THE PROBLEM
List every line of the records below that contains the word "bounding", copying each such line in full.

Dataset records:
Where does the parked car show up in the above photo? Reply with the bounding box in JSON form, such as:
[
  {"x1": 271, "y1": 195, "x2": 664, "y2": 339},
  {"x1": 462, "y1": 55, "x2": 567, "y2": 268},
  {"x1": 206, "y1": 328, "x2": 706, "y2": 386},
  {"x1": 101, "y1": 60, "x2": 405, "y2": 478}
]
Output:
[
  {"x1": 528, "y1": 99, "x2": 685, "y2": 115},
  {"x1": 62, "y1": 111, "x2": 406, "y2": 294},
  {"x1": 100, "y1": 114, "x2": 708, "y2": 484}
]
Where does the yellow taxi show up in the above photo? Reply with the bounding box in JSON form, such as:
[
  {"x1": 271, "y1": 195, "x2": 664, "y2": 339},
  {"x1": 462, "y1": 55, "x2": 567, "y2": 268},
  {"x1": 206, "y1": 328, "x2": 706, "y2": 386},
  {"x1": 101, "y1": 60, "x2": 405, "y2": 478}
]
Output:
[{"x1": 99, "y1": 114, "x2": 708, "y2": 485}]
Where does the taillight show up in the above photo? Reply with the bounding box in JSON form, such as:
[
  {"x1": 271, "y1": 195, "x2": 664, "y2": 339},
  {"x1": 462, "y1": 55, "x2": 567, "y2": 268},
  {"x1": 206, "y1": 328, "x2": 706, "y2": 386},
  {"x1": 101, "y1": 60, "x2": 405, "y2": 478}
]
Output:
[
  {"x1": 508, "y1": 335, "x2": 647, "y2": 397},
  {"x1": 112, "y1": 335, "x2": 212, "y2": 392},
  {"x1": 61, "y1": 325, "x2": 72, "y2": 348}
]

SOLUTION TO THE EXERCISE
Where does the parked car show up in the above photo? Reply with the bounding box in JSON form, such as:
Where does the yellow taxi show up in the above photo? Reply with the bounding box in JSON form, such as:
Where does the taillight show up in the above photo? Reply with the bounding box in JSON form, such as:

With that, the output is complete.